■ Your task: What lines of the data below hold the string "solar"? Copy each one out.

■ Provided entries:
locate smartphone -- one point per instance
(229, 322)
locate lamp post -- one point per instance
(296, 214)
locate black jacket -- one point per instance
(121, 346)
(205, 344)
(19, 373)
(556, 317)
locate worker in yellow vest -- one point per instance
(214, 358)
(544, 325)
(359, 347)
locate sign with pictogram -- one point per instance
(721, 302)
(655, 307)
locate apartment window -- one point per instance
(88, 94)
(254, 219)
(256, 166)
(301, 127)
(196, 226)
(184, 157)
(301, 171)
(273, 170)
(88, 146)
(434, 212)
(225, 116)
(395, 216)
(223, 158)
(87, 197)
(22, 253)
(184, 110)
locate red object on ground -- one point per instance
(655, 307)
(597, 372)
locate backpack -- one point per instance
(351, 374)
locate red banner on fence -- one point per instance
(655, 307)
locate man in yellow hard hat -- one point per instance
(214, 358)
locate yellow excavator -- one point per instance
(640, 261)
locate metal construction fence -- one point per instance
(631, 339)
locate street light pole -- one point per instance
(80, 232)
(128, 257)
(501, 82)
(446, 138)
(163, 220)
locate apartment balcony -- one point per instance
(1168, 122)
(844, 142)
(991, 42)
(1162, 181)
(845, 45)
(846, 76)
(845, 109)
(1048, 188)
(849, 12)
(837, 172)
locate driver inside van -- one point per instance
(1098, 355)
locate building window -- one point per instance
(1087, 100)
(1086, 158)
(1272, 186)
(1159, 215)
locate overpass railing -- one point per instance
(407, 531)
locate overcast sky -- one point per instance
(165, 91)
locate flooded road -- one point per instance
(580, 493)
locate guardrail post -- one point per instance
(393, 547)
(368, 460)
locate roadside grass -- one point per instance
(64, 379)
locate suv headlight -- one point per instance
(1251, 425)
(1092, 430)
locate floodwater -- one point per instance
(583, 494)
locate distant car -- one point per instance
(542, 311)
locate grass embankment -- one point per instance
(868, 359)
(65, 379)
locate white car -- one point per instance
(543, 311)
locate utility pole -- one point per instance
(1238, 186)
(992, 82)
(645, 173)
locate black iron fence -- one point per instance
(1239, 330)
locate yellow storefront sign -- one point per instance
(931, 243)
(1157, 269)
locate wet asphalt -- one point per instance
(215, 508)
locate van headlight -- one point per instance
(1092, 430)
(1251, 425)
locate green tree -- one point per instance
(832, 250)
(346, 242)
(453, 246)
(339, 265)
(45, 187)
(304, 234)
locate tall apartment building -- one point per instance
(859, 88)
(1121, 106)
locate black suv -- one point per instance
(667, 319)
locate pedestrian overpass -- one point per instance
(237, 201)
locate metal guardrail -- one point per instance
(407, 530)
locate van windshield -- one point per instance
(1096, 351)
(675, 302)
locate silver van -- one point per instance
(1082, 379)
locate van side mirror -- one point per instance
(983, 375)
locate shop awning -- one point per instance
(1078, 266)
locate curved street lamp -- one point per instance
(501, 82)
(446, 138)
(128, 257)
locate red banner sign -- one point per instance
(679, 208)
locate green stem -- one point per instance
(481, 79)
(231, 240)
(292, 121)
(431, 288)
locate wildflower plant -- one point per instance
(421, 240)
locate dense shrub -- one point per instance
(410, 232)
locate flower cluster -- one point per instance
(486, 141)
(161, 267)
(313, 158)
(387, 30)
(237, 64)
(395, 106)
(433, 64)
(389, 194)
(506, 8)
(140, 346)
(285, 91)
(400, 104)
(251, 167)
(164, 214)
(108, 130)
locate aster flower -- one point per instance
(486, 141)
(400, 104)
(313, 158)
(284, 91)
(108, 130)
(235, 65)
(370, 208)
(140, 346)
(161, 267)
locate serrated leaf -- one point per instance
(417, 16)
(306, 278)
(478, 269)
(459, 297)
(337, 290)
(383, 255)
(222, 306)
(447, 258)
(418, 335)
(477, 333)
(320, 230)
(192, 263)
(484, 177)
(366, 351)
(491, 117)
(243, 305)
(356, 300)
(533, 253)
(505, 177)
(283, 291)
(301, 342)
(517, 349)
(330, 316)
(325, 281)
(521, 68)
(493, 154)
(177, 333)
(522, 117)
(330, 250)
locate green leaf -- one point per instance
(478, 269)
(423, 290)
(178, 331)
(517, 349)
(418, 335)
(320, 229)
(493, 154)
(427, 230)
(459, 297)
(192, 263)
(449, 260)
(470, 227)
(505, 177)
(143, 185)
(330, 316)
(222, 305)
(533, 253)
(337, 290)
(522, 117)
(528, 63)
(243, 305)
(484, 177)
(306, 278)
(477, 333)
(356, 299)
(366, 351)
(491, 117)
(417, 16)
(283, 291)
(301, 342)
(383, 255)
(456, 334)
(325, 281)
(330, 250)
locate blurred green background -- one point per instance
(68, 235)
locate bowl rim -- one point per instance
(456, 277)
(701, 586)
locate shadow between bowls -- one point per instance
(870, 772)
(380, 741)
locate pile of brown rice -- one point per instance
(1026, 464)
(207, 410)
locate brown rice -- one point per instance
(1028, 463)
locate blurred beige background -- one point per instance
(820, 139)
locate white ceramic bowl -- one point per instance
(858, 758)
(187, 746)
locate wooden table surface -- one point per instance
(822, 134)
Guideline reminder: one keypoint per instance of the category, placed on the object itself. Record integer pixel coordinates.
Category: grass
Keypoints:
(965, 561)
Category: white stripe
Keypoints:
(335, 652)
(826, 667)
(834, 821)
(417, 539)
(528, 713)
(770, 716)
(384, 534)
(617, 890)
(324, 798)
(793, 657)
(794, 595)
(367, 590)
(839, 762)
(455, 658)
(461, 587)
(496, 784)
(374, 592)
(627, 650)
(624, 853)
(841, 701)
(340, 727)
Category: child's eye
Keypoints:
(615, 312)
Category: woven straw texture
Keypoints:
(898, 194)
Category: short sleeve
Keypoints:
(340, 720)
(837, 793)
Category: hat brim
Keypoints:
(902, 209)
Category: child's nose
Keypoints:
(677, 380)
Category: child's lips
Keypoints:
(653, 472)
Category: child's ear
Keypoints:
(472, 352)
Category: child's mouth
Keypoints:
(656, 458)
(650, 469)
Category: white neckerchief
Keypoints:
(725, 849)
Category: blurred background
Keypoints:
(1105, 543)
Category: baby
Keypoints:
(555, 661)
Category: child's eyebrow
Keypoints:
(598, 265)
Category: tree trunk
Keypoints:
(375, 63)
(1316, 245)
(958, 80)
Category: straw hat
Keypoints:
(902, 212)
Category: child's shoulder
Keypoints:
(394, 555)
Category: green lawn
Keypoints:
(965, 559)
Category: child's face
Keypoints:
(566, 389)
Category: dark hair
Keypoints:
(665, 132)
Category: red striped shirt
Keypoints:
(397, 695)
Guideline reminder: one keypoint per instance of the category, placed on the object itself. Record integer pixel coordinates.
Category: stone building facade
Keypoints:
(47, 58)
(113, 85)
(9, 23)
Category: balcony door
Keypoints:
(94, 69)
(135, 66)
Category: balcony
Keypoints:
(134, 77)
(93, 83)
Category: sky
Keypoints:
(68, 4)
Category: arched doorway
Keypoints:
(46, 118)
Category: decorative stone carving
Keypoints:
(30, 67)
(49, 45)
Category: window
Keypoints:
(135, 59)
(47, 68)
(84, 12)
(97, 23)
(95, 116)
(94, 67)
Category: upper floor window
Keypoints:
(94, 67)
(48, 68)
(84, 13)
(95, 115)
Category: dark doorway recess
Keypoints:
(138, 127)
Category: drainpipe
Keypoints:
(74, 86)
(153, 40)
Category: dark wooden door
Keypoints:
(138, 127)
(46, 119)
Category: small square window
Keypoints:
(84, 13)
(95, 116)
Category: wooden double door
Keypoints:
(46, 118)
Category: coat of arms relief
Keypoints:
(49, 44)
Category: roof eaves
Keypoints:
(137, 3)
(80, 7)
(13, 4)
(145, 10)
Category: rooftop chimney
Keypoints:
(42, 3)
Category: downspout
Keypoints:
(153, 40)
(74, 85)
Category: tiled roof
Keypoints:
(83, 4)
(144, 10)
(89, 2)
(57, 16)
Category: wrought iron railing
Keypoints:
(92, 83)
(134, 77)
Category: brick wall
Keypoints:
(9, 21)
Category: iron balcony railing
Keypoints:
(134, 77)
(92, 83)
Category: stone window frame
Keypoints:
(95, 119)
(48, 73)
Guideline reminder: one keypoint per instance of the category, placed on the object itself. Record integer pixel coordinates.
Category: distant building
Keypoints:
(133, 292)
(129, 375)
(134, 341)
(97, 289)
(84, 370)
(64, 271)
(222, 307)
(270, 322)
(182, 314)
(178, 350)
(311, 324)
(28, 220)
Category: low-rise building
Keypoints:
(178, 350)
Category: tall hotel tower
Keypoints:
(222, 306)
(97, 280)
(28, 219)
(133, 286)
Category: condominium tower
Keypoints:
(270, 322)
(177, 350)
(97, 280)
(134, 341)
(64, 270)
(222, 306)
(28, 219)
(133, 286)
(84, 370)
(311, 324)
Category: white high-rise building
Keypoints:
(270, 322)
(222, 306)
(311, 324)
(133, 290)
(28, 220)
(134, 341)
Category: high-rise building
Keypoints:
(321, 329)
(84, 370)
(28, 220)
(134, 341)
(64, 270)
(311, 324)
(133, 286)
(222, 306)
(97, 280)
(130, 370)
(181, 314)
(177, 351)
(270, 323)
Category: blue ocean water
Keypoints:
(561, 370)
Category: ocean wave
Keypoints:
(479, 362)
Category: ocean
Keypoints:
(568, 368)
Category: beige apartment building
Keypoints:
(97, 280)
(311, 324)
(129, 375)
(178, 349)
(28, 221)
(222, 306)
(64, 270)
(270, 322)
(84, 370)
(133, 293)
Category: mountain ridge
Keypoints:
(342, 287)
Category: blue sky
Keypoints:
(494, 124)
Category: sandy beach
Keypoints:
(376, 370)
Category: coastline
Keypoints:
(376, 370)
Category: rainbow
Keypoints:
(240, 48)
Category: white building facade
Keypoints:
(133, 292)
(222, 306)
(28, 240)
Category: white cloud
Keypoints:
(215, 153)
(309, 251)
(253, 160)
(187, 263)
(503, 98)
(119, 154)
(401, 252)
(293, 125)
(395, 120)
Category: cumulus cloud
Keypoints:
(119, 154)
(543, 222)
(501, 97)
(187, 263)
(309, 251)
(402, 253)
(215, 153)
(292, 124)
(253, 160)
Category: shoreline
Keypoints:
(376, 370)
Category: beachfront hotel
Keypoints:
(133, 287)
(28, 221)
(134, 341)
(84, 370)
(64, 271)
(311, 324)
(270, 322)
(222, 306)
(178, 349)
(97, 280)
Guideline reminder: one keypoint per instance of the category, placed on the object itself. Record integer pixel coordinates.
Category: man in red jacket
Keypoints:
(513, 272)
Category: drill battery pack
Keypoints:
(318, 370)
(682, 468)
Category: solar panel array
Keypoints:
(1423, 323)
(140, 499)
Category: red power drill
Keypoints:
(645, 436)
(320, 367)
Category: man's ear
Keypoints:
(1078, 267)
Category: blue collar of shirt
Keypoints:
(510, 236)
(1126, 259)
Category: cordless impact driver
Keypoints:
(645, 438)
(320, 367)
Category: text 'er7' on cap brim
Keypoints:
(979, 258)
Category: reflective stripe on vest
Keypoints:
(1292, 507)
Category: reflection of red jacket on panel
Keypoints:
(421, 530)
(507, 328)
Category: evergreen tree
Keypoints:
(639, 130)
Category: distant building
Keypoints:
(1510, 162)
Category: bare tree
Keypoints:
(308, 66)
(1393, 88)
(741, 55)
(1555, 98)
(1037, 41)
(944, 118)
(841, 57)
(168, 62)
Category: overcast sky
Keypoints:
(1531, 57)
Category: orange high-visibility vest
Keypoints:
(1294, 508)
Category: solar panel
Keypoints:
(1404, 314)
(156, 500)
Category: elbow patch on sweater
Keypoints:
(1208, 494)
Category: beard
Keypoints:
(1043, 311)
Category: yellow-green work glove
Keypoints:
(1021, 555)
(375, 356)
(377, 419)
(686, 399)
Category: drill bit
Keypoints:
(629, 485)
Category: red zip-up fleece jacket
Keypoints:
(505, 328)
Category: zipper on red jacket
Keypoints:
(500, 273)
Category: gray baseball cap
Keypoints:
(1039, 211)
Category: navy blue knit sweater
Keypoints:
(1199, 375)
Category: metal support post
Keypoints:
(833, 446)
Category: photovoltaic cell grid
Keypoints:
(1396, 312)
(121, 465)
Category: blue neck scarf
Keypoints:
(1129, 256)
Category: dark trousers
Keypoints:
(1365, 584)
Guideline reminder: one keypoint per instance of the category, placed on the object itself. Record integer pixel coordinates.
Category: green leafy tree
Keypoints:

■ Task response:
Category: solar panel array
Category: solar panel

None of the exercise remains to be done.